▶ _Task details_: Beginning with the line that mentions "Bet you can't find the striped", reproduce every line through the last line of the entries, exactly, and only those.

--- Material shown Enclosed Below ---

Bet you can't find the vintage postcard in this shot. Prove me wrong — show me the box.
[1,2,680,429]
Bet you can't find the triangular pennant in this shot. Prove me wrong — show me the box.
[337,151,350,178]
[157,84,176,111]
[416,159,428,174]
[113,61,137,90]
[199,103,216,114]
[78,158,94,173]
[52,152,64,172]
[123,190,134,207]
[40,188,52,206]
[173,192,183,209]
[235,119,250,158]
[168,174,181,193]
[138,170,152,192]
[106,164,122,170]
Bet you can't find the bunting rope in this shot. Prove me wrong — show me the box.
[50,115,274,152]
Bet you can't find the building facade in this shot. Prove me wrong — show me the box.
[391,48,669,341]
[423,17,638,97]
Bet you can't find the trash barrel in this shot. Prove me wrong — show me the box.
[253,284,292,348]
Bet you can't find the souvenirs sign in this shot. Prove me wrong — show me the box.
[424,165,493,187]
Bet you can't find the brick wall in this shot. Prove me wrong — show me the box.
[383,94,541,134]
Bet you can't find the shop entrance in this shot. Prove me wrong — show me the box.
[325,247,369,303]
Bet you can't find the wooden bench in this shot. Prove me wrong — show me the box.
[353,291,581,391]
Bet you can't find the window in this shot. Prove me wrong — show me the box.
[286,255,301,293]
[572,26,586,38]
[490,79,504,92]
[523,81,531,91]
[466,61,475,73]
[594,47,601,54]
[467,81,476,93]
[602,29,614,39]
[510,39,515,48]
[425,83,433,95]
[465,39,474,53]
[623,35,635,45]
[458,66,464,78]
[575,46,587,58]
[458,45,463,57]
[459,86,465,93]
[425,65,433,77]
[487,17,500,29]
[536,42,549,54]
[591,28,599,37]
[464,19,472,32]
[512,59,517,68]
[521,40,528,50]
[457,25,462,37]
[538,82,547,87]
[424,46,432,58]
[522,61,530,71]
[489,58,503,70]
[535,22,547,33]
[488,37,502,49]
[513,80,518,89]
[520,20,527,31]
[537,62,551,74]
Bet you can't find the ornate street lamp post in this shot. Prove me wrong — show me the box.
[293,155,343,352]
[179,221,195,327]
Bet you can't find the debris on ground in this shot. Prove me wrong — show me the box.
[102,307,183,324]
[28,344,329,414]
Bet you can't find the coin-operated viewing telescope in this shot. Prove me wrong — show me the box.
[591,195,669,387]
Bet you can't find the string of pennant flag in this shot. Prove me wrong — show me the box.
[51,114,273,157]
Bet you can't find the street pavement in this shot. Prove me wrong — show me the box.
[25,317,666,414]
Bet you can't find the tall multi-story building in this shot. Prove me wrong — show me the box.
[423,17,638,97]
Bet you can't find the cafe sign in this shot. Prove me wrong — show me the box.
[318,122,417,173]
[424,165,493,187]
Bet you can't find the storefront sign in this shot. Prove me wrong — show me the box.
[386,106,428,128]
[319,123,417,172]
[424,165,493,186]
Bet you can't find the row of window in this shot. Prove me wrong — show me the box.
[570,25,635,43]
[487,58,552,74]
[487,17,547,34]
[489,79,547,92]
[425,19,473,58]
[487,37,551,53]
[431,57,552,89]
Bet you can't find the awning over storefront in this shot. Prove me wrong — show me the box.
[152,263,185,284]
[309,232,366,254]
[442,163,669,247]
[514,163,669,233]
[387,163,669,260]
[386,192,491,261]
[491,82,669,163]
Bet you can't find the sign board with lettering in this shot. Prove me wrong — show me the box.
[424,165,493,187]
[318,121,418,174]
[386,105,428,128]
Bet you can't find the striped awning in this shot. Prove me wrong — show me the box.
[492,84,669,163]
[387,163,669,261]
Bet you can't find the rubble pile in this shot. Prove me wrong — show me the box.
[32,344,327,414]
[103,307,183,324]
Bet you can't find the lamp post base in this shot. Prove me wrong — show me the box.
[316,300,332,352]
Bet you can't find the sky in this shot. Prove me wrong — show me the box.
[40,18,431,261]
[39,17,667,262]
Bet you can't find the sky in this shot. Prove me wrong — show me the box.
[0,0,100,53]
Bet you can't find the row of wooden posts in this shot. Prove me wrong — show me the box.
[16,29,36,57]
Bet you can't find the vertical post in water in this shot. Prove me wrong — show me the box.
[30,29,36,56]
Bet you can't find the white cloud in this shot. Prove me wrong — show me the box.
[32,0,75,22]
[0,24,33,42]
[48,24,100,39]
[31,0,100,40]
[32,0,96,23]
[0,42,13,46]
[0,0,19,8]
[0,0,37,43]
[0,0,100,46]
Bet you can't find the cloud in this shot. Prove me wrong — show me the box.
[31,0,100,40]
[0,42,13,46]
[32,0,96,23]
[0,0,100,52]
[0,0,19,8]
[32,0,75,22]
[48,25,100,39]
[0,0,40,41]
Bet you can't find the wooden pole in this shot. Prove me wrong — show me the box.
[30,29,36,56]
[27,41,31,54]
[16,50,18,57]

--- End of Enclosed Material shown ---

▶ _Written answer_:
Bet you can't find the striped awning in this shot. Prove me wrong — show me the box.
[492,84,669,163]
[387,163,669,261]
Bet you can't find the rubble pile in this shot. Prove me wrong — show me the box.
[32,344,327,414]
[103,307,183,324]
Bet you can't find the lamp post base in this shot. Prove me wrong — show me the box.
[316,300,332,352]
Bet you can't find the sky in this shot. Prove me wrong — show me the box.
[40,18,431,261]
[39,17,667,262]
Bet you can't find the sky in this shot. Prove me wrong — show me the box.
[0,0,100,53]
Bet you can't find the row of wooden posts in this shot. Prove me wrong — show me the box.
[16,29,36,57]
Bet you can't find the vertical post in water in this shot. Prove me wrong — show me the box.
[30,29,36,56]
Bet you can't find the white cloud in this shot. Prove me wrong — show me the box.
[32,0,75,22]
[0,24,33,42]
[48,24,100,39]
[31,0,100,40]
[32,0,96,23]
[0,42,13,46]
[0,0,19,8]
[0,0,37,43]
[0,0,100,46]
Bet you can't find the cloud in this shot. Prove me wrong — show me the box.
[31,0,100,40]
[0,42,13,46]
[32,0,96,23]
[0,0,100,52]
[0,0,19,8]
[32,0,75,22]
[48,25,100,39]
[0,0,40,41]
Bet you can't find the wooden pole in this shot. Prove me wrong — show me the box.
[30,29,36,56]
[27,41,31,54]
[16,50,18,57]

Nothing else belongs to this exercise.